Exercise goal. In your copy, include every line of the records exactly and no picture at all.

Raw data.
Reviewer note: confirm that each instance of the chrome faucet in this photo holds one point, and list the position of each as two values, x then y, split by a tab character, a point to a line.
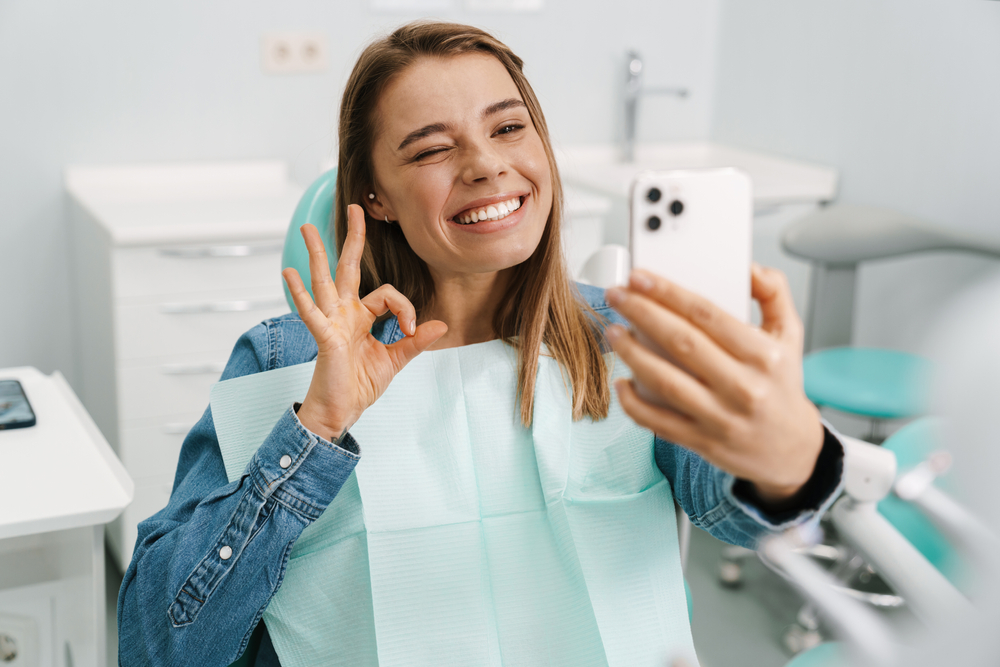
633	91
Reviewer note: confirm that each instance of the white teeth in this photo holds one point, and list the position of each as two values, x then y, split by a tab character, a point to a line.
495	212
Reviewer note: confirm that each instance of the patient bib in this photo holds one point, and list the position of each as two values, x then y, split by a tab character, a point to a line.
463	538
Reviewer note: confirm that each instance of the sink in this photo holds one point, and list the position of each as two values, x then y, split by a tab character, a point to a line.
775	180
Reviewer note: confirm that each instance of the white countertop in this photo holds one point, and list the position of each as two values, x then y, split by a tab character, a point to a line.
775	180
187	202
60	473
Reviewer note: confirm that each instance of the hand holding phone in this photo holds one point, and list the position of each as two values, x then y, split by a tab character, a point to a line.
711	382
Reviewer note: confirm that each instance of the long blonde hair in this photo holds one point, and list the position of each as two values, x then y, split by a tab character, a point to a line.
542	304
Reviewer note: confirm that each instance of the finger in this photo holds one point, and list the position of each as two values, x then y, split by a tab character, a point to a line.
770	288
680	339
349	262
313	317
404	350
677	389
324	291
739	339
665	423
387	298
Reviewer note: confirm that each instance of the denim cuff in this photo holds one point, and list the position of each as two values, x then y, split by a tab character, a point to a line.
301	470
816	496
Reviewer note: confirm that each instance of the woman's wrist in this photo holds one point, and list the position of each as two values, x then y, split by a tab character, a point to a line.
314	424
823	480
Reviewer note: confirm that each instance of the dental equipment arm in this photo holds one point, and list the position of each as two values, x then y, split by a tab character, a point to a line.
966	531
869	475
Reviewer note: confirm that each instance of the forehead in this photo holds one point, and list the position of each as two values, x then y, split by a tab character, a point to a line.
447	90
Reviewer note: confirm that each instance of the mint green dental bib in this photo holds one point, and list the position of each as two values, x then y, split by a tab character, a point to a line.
463	538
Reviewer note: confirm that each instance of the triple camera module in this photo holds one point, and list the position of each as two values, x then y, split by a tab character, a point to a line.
676	207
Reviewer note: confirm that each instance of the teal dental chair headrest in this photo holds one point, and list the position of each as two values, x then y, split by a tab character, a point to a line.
315	208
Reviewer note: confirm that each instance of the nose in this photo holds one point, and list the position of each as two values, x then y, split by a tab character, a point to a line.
482	163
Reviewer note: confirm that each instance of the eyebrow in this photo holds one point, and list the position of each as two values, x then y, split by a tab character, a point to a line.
434	128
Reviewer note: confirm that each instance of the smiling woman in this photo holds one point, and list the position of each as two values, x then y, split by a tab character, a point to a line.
439	122
510	508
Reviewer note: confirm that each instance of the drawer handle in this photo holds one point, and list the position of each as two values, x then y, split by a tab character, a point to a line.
220	306
223	251
212	367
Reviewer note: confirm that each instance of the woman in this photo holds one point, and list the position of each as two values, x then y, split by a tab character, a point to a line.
448	217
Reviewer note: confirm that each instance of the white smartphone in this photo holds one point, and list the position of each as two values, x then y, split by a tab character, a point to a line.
694	227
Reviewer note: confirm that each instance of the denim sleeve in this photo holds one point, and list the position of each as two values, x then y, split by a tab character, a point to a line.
716	502
206	566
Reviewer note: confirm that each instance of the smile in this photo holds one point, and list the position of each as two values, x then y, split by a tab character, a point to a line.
497	211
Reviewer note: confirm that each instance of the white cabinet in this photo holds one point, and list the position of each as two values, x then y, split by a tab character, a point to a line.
172	264
61	484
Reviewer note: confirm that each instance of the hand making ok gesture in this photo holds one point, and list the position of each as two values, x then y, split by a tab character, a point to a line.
352	367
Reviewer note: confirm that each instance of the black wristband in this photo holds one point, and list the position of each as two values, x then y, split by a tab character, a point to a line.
825	477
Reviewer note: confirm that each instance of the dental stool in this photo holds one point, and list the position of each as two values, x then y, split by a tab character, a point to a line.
874	383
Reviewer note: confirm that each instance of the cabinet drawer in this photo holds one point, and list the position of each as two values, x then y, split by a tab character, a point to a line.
151	448
183	269
176	385
190	324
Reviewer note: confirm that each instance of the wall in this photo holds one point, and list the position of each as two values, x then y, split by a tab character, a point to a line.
111	81
902	96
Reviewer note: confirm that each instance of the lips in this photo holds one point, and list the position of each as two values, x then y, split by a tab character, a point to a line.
495	211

Task response.
Reviewer note: confirm that each instance of the chrome faucet in this photo holds one point, and list the position of each as two values, x then y, split by a tab character, a point to a line.
633	91
Reviewer note: confirm that each instance of the white teeth in this photo holds one point, and list the position of each as two values, x then y, split by a tab character, a point to a line.
495	212
Reviewer note: confirm that each instance of the patient bib in this photo holds one point, and list the position of each as two values, x then y, split by a tab character, a point to a line.
463	538
Reviewer note: confirm that each instance of the sink in this photo holds one point, and list the position of each as two values, x then y, split by a tab character, a point to a line.
775	180
Reviewer note: confirm that each instance of the white countertop in this photo holds one point, and list the position of each as two values, x then y, split by a tab character, a point to a line.
775	180
187	202
60	473
Reviewer note: confirm that each instance of the hand holding phone in this photo holds one point, and list the position of each as two values, x then y, split by a tab character, a point to a line.
711	382
Reviewer note: confirm that each instance of the long blonde hair in this photo holds one point, and list the position of each as two values, x then y, split by a tab character, a point to a line.
542	304
Reviewer note: confirm that each instance of the finger in this photo holds one point, and list the position of each as two values, x then y, split by a tab character, a point to a line.
770	288
680	339
349	262
313	317
404	350
677	389
324	291
739	339
665	423
387	298
Reviewer note: confirm that each instance of the denim cuff in this photo holds one point, and list the position of each as two values, x then y, split by a tab character, a point to a line.
301	470
816	496
Reviewer note: confirm that each instance of the woman's wrist in this photo holds one point, and list the position of each as two values, x then y, split by a tab character, a point to a line.
314	424
823	480
Reviewer note: confirm that each instance of the dental equipment arm in this photo holds one point, and list the position of each as two values, x then y, split by a tab character, a point to a line.
966	531
869	475
Reviewer note: confirm that each instance of the forehead in this photo holds one point, and list the position of each as two values, x then y, split by a tab character, a point to a line.
447	90
Reviewer note: confirm that each instance of the mint green dental bib in this photo holds one point, and list the position of each as two values, x then y, split by a tab character, a point to a line.
463	538
Reviewer note: confirm that each instance of the triple camera module in this photo holds one point, and list the position of each as two values, x then y, split by a tab character, a point to a line.
676	207
Reviewer note: confirm that each instance of the teal dental chair headrest in this photo holds one point, and list the position of each as two values, x then y, split by a tab character, a point to a line.
315	208
Reviewer note: confirm that each instance of the nose in this photo holds one point, and list the position of each as two values, x then y, split by a tab character, a point to a line.
482	163
Reviewer note: confirm that each instance of the eyebrow in this photo holds one point, and list the position of each as two values, x then y, split by a tab character, a point to a line.
434	128
Reviewer note: confirm that each instance of the smiling woman in this photo holds one point, and list the position of each as two values, x then y, split by a tab character, a point to a line.
439	122
510	508
Reviewer note: confirm that each instance of the drawer handle in this photo holds one point, and list the position of each as two values, x then y, split by a tab character, a point to a line.
220	306
223	251
212	367
Reviewer note: confirm that each instance of the woman in this photo holds one point, and list the position of each as two values, x then y, split by a tab character, a point to a line.
448	217
Reviewer note: confirm that each instance of the white smartphone in this photo holds one point, and list the position of each as two values, x then y, split by a tab character, a point to a line.
694	227
Reviewer note: confirm that each instance of the denim sleeve in this photo holds one point, and list the position of each as two values, x then y, split by a tab character, a point to a line.
716	502
206	566
Reviewer note: confirm that each instance of the smile in this photo holds one point, and list the position of each as two values, x then y, split by a tab character, a point to a line.
497	211
Reviewer note: confirm that each instance of the white cabinet in this photo holds one point, and list the position of each as two values, x then y, split by a tab character, a point to a line.
172	264
61	484
Reviewer note: confirm that each instance of the hand making ok gesture in this photo holds one point, and list the position of each as two values, x then y, split by a tab character, a point to a line.
352	367
Reviewer note: confirm that each instance of the black wristband in this photo holds one point, and list the position of each as two values, x then y, split by a tab character, a point to a line.
825	477
Reviewer note: confirm that each instance of the dental stool in this photo holds one point, and list the position of each as two values, x then y, split by a tab character, a point to a line.
874	383
Reviewer note: confirm that each instance of the cabinet drawer in this photo holds one point, and list the position of each as two values, x then y, split by a tab character, a point to a line.
151	448
183	269
176	385
190	324
Reviewer note: confirm that each instance of the wall in this photo holds one point, and list the position of each as two values, x then y, split by a tab character, a point to a line.
111	81
902	96
Reviewer note: confirm that each instance of the lips in this photo holds one point, and list the position of each as two values, x then y, split by a tab character, a point to a line.
495	211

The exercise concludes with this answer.